=== SELECTION ===
There is nothing wrong with being a first-rate Chicken Little. The sky IS falling. There ARE wolves in sheep’s clothing. The trash and off scouring of life are looking to rob, steal and pollute. So, what’s new? What IS new, is if you are not made aware, alerted to the dangers, and acutely discerning, you may become the twisted, sorted, stinking debris (news flash), or be broad-sided by someone’s front porch that has been floating around in the cesspool of the latest storm.

Ministries like Pyromaniacs, Sola Sisters and Apprising Ministries; just to name a paltry few, do a pretty fair job in sorting out the trash. So hopefully we can all sit back, hang up our rakes, shovels and buckets and enjoy their fruit. But, let’s not rest in their laurels too eagerly, and be watchmen ourselves, studying the Scriptures to discern the precarious times we live in. And be able to cry foul for ourselves, if perchance Chicken Little is busy with yet another impending Tsunami.

=== SHORT PROBLEM 1 ===
According to the Chicken Little passage, which ministries do a pretty fair job of sorting out the trash?

=== ENTRIES SUPPLIED ===

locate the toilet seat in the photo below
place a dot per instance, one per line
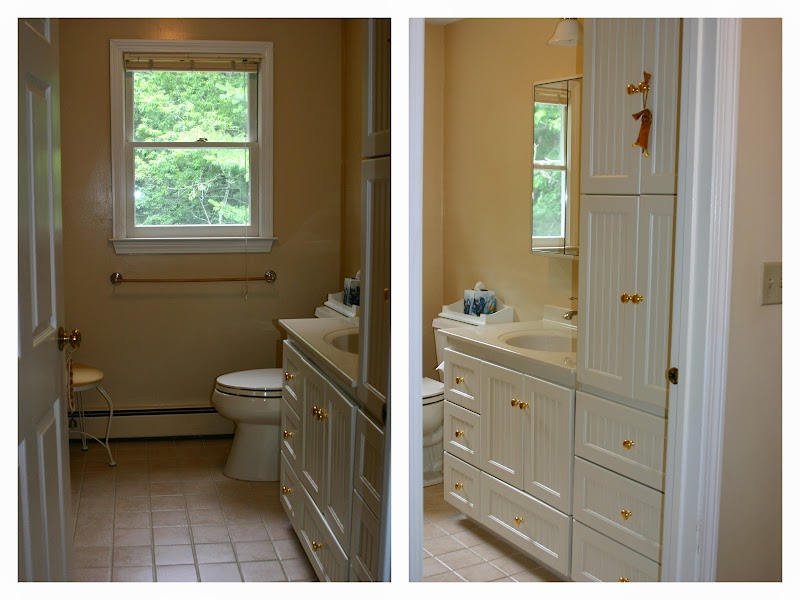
(255, 383)
(432, 391)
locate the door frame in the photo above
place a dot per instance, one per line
(701, 296)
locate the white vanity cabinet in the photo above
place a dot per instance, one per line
(617, 52)
(625, 282)
(508, 441)
(317, 463)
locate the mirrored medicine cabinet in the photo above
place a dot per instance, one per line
(555, 190)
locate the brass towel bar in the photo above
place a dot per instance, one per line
(269, 276)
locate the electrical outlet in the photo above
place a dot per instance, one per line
(771, 283)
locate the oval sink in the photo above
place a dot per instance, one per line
(545, 341)
(346, 341)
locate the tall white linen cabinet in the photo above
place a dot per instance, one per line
(625, 283)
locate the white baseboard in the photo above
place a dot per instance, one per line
(128, 425)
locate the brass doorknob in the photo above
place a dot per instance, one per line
(73, 339)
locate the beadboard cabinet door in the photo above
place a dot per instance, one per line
(625, 278)
(617, 52)
(375, 319)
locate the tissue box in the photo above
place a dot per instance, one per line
(479, 302)
(352, 292)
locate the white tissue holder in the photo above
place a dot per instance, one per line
(336, 302)
(455, 311)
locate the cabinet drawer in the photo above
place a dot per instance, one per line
(596, 557)
(368, 480)
(621, 508)
(294, 366)
(462, 486)
(541, 531)
(291, 434)
(291, 493)
(365, 542)
(620, 438)
(462, 433)
(327, 557)
(462, 382)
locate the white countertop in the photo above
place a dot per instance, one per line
(310, 334)
(487, 342)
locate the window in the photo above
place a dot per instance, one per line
(549, 172)
(192, 146)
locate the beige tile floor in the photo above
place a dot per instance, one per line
(459, 549)
(167, 513)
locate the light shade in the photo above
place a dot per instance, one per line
(567, 33)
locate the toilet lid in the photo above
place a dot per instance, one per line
(256, 382)
(432, 391)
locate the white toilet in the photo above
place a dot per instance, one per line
(252, 400)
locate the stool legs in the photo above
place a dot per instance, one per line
(81, 428)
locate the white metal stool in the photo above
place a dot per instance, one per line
(86, 378)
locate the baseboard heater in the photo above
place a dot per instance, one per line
(157, 422)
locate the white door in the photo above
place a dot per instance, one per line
(43, 467)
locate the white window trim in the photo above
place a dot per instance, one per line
(125, 244)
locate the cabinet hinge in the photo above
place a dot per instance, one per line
(672, 375)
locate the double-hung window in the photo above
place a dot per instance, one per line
(192, 146)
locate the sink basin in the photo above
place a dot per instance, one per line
(545, 341)
(346, 341)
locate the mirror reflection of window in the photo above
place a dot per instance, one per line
(556, 131)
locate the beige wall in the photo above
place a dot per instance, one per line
(750, 508)
(432, 194)
(354, 31)
(488, 68)
(163, 344)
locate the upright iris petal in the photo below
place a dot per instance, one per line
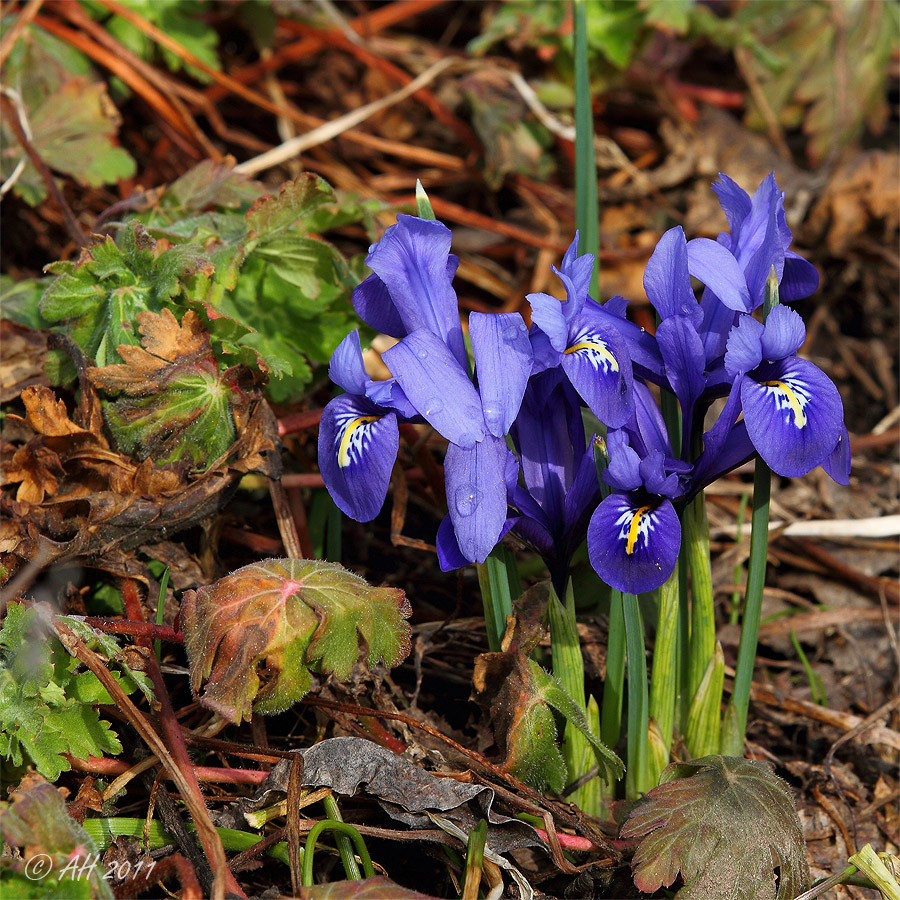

=== SHORT PROBLEM 2 ===
Arrange the records as a Markdown table with the columns Row and Line, starting at the line containing "locate the white metal" and running through the end of the records, both ends included. Omit blank lines and the pictures.

=== FINISHED ANSWER 1 ===
Pyromaniacs, Sola Sisters and Apprising Ministries.

=== FINISHED ANSWER 2 ===
| Row | Line |
|---|---|
| 1 | locate the white metal stool in the photo above |
| 2 | place a dot per instance, one per line |
| 3 | (86, 378) |
| 4 | locate the baseboard heater in the photo above |
| 5 | place a dot per instance, one per line |
| 6 | (157, 422) |
| 7 | locate the white door in the photo above |
| 8 | place a dot per instance, one per line |
| 9 | (43, 467) |
| 10 | locate the white window trim in the photo above |
| 11 | place a dot per instance, one per line |
| 12 | (125, 244) |
| 13 | locate the cabinet hinge in the photo above |
| 14 | place a dot per instance, one per line |
| 15 | (672, 375) |
| 16 | locate the double-hung window in the photo above |
| 17 | place a dot per instance, one per line |
| 18 | (192, 146) |
| 19 | locate the sink basin in the photo above |
| 20 | place a dot per instance, one per line |
| 21 | (545, 341) |
| 22 | (346, 341) |
| 23 | locate the mirror reflection of window in the photo above |
| 24 | place a dot per instance, one per line |
| 25 | (556, 131) |
| 26 | locate the beige wall in the photo above |
| 27 | place a dot per instance, one per line |
| 28 | (750, 508) |
| 29 | (432, 194) |
| 30 | (354, 31) |
| 31 | (488, 68) |
| 32 | (163, 344) |
| 33 | locate the upright iris petal in the photo below |
| 34 | place a dot per instance, one per line |